**What is being asked**
Can you output each line of the data below as a numbered list, leaving out any blank lines?

**Extracted material**
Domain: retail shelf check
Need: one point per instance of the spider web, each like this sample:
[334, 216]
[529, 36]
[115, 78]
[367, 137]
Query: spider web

**Solution below**
1. Domain: retail shelf check
2. Need: one point per instance of the spider web, each like this sample:
3. [334, 216]
4. [529, 36]
5. [115, 78]
6. [367, 137]
7. Query: spider web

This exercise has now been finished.